Source records>
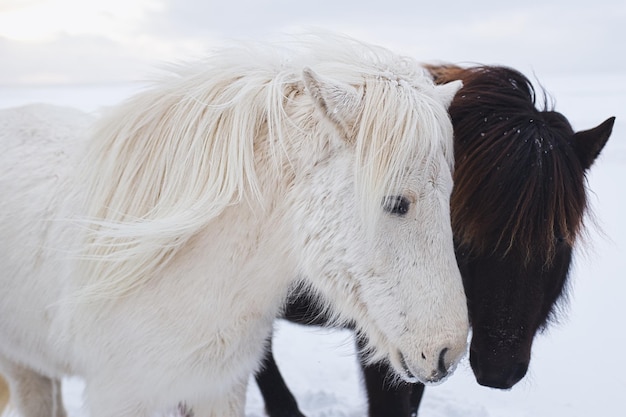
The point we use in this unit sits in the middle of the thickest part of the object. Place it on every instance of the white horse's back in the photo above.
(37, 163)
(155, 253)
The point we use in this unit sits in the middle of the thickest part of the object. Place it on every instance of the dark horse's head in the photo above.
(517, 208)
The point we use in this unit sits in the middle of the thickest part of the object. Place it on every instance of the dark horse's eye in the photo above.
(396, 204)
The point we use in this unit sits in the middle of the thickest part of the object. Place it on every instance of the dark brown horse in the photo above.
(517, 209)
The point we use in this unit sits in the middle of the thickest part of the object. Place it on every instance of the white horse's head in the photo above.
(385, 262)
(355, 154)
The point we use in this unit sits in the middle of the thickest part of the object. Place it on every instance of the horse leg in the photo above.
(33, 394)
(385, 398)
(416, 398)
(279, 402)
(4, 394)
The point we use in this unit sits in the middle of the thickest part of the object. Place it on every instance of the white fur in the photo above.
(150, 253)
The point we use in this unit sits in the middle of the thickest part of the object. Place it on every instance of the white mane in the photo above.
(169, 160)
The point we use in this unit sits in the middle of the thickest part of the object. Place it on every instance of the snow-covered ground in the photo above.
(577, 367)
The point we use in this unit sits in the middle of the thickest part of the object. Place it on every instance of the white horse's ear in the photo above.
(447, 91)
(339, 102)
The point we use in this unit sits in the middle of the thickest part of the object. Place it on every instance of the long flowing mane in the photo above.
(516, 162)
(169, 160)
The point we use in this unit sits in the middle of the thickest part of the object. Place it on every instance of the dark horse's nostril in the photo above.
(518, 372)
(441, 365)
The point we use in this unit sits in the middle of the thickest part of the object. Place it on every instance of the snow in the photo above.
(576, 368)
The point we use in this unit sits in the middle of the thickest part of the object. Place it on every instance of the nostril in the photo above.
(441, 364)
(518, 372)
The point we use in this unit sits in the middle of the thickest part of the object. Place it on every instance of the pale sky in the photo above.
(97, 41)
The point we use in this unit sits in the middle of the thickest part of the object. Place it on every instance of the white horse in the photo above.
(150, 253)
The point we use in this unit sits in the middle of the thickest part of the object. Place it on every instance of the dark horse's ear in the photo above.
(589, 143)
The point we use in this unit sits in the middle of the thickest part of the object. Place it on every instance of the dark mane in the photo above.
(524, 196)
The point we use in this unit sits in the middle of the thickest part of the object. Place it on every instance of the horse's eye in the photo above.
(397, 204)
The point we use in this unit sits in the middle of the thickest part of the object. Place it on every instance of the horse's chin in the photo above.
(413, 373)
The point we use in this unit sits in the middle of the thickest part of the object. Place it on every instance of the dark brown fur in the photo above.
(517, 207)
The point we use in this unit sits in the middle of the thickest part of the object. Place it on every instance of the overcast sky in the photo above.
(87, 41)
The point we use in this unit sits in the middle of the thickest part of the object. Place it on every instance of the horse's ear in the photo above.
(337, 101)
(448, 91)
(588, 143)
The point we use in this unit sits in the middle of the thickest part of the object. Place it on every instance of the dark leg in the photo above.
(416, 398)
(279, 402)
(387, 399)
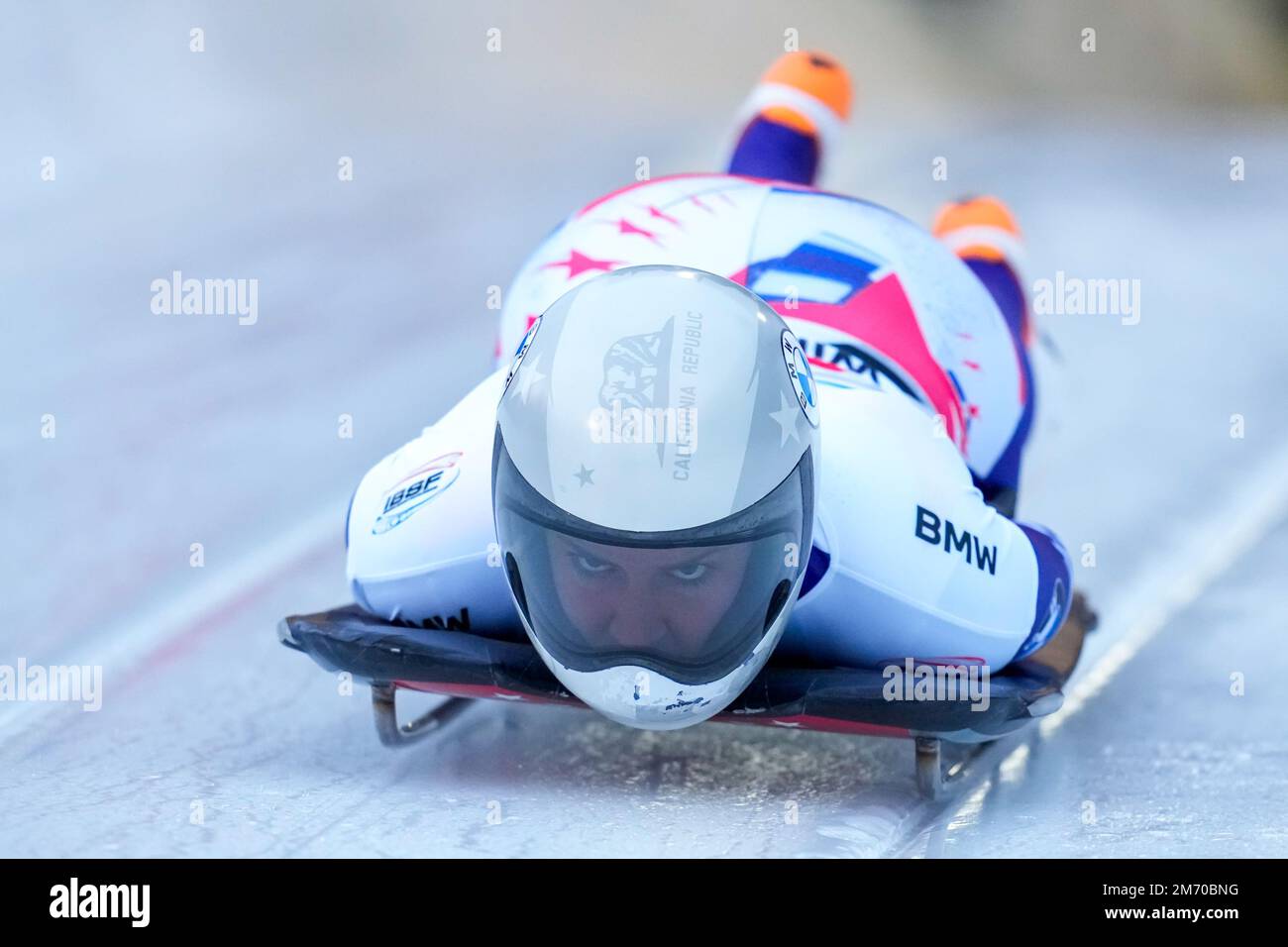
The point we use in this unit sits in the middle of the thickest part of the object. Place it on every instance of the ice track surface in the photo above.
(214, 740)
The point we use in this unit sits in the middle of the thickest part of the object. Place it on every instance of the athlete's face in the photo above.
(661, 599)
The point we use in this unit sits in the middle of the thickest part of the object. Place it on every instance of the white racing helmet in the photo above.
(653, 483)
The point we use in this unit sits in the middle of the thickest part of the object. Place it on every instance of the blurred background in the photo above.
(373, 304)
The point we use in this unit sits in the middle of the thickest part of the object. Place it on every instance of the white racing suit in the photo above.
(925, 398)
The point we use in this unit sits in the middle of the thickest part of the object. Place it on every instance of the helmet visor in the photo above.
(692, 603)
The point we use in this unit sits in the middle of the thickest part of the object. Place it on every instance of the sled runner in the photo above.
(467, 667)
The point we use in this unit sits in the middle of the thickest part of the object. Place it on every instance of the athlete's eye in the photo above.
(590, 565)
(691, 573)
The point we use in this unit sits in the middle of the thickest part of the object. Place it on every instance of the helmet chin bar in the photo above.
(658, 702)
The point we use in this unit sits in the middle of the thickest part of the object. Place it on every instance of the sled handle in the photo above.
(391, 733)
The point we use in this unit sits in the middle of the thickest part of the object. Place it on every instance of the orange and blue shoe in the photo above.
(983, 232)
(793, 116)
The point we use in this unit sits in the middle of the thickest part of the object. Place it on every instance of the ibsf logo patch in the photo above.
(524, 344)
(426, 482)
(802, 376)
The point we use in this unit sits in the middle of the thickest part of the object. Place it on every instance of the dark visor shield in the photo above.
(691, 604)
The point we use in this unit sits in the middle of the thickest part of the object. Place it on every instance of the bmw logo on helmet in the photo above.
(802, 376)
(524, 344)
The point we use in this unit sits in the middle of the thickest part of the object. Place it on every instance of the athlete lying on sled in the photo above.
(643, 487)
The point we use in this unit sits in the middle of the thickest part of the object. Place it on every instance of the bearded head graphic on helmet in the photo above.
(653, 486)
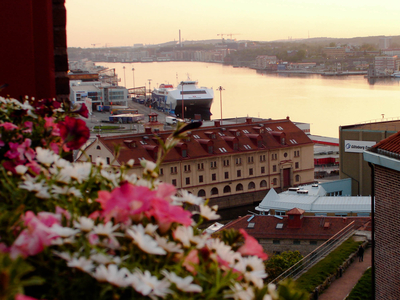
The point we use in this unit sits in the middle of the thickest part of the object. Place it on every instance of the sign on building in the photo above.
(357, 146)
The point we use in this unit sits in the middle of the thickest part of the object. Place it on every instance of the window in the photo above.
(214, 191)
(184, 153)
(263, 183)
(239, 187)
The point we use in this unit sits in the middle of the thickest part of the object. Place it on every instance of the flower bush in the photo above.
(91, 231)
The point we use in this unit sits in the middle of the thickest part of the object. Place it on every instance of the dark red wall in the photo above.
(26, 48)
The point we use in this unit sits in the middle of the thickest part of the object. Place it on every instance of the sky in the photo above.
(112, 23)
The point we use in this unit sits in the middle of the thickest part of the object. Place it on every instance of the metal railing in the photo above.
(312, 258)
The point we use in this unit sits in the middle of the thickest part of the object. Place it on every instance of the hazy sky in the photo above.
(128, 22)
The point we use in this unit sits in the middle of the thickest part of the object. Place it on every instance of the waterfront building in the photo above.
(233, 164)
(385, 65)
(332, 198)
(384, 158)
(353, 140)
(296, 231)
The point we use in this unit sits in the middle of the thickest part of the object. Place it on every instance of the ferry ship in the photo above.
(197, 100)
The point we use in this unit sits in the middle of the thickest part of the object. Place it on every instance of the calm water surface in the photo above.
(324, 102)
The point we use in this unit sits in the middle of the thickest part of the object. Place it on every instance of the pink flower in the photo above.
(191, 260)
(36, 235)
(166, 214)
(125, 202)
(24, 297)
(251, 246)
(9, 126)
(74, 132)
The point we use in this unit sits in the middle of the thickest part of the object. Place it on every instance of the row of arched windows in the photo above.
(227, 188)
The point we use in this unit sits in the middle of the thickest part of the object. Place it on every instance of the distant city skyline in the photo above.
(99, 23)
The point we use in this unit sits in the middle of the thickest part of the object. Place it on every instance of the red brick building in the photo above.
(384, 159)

Exercise details>
An exact copy of the records above is required, leaving out the pictures.

Response for this exercise>
The point we use in this unit sits in the middle of the thickest part of the object. Place it on every instance of the white horse's back in the photo above.
(37, 163)
(155, 253)
The point we use in this unit sits in the middle of the thickest part of the object. Place it on every instance of the dark horse's head in the photo above.
(517, 208)
The point we use in this unit sits in the middle of the thickest part of the object. Place it on every instance of the dark horse's eye in the photo above.
(396, 204)
The point we use in this unit sits in the middle of the thickest part of the object. Place it on every instance of the dark brown horse in the photo above.
(517, 209)
The point we use in this unit sits in the middle of the thickest part of the object. Place it on every instance of the white horse's head in the photo above.
(385, 262)
(355, 154)
The point we use in this unit sits in the middle of the thickest part of the object. Place it on every instance of the horse leg in the photo above.
(33, 394)
(385, 398)
(416, 398)
(279, 402)
(4, 394)
The point we use in this unit sits in the middle of the thickest part of the object. Place it on every instance of the white fur in the photo above.
(150, 253)
The point we use in this unit sits in the middle of the thickest part of the object. Place it on every instance of the white mane in the photo above.
(169, 160)
The point we use in this unit sits in the middle of the thickest part of the object. Place it on every instance of the snow-covered ground in the photo above.
(577, 367)
The point we use in this unit sits in the middle of the thickest part of the object. Place it on every instance of the white horse's ear in the photo above.
(447, 91)
(339, 102)
The point we use in this unit sits in the middle of the thickest part of the object. Place it on every instance of the long flowing mane in the photo above.
(516, 162)
(169, 160)
The point we use in this unit sits in the middle of the thickest part of the object. Place it on every instance of the dark horse's nostril in the photo above.
(518, 372)
(441, 365)
The point we use in this unit sits in the middle of the thickest part of the object. Place it on every instance of the snow in the photo above.
(576, 368)
The point we use in this unit sits in the middle of the thickest part of the object. Place it on every instance of the nostril in the photo above.
(441, 364)
(518, 372)
The point we use in this unit sits in the middle of the thickest part of the object. Place it on every instance of the pale sky in the photo above.
(97, 41)
The point we use in this unit sits in the middle of the thickest part of the object. Place it on every instance of the white horse in the photo above.
(150, 253)
The point we use in this unit sits in the middle of the thickest part of the object. Place it on every instance of the dark horse's ear in the photo above.
(589, 143)
The point we use in this unit sits in the middle of the thickest part of the object. Place it on every instance of the dark mane in the photo above.
(524, 196)
The point we use in this unit sits in the middle of the thickest part of the object. Place it on every instance of the horse's eye in the photo above.
(397, 204)
The point we use in this unit sits in the middle of the thickest part of the object. Place it on every instance of the horse's chin in the photo above.
(413, 373)
The point we use in this unit sits in the middle of the thickest part of the object. Place it on every instance of the dark brown fur in the photo above.
(517, 207)
The point we use in this unit sits in the middle of the thickest part of the object. Place it on every instance of the overcast sky in the photo above.
(87, 41)
The point we use in this unit sits in the middle of the thickest part of the object. Place it on every instance of the horse's ear in the photo above.
(337, 101)
(448, 91)
(588, 143)
The point we use in this unit sits in the middle of the thickest part of the object. Place it on every instance of the dark leg in the photo above.
(416, 398)
(279, 402)
(387, 399)
The point we use in this unit sits in the middle of the thickest part of the object. Place it on every instance of the ice track surface in the photo above.
(214, 740)
The point we use in this unit sits in the middle of the thickest part of the object. Place it on every instance of the athlete's face in the photo above.
(661, 599)
The point we use in this unit sits in the middle of the thickest part of the object. Place it on every instance of the white racing helmet in the photo above.
(653, 483)
The point we use in this unit sits in the middle of the thickest part of the object. Place it on every instance of the blurred background in the photo above.
(373, 304)
The point we use in this unit sits in the middle of the thickest part of the object. Place it on every instance of the white racing suit in the photo above.
(925, 398)
The point we use in this unit sits in the middle of the thickest part of the object. Place it on every instance of the helmet visor in the photo above.
(692, 603)
The point we use in this unit sits in the middle of the thickest part of the object. Place it on every instance of the sled runner in the photo above.
(467, 667)
The point we use in this unit sits in the middle of the thickest part of the object. Place it on every instance of the athlete's eye in the photo above.
(590, 565)
(691, 573)
The point we use in this unit sits in the middle of the thickest part of the object. Place it on every instance of the helmet chin bar in the photo above.
(658, 702)
The point we use in this unit sits in the middle of the thickest part of the object. Place it on every instance of the sled handle in the photo above.
(391, 733)
The point we use in this unit sits in the middle of the thickest part of the object. Place it on every instance of the orange and blue shoe in the photo above.
(983, 232)
(793, 116)
The point we use in this unit sits in the middle of the thickest part of the object. Place it on every instance of the ibsf logo patch in the photo above.
(524, 344)
(426, 482)
(802, 376)
The point we use in this unit sits in the middle of the thickest part of the object. Place it on every instance of the dark visor shield in the photo above.
(691, 604)
The point we use in this unit sits in the middle of the thickest part of the object. Place it on every instance of the bmw logo on helmet in the photo above.
(802, 376)
(524, 344)
The point we use in this unit sits in the middle of the thickest part of the object. Place it on every instance of the athlete lying on sled in the photo above.
(643, 487)
The point we use in this unit sits in the middle of the thickest part of the object. Place it on every instance of the bearded head graphic on helmet in the photo above.
(653, 486)
The point we use in this unit sits in the middle of the thickest part of the object. Place it on every instance of the sign on building in the photo above.
(357, 146)
The point we use in this unit sits in the middle of the thickest part of the object. Place it on every instance of the window in the photo above.
(214, 191)
(184, 153)
(263, 183)
(239, 187)
The point we use in this unit sits in the middle of the thickest part of the object. Place it on every instance of the flower bush in the photo above.
(91, 231)
The point we use in this unit sits in the middle of the thickest part of the object. Place it on every instance of the dark red wall in the photo above.
(26, 48)
The point we use in this unit sits in the middle of the thickest part of the object. Place it on every instance of the sky in the photo above.
(112, 23)
The point we use in this unit sits in the middle of the thickest part of the object. Place it on every instance of the metal railing in the photo above.
(312, 258)
The point we use in this unit sits in the middle of the thickest part of the object. Place it on every instance of the hazy sky in the photo above.
(128, 22)
The point we use in this unit sits in the middle of the thickest part of the object. Place it on every instance of the waterfront building in the photo above.
(233, 164)
(385, 65)
(332, 198)
(384, 158)
(353, 140)
(296, 231)
The point we use in this unit sits in the middle of the thickest part of the object. Place it on every instance of the ferry ship in the photo above.
(197, 100)
The point we use in this unit sits in the middle of the thickest part of the object. Place it on every instance of the calm water surface in the photo above.
(324, 102)
The point we use in this unit sits in the middle of the thickest part of the object. Place it on every instance of the pink flower in the photo above.
(191, 260)
(36, 235)
(166, 214)
(125, 202)
(24, 297)
(251, 246)
(9, 126)
(74, 132)
The point we use in this unit sits in the middle of the thickest part of the object. Place it on every instance of the row of arched windows in the photo above.
(227, 188)
The point we use in this unit sits in the middle of the thickest part of the object. Place it on every instance of the distant city skyline in the photo above.
(99, 23)
The point we use in this unit sits in the middle of the thickest part of the object. Place it on every instance of the red brick building in the photo above.
(384, 159)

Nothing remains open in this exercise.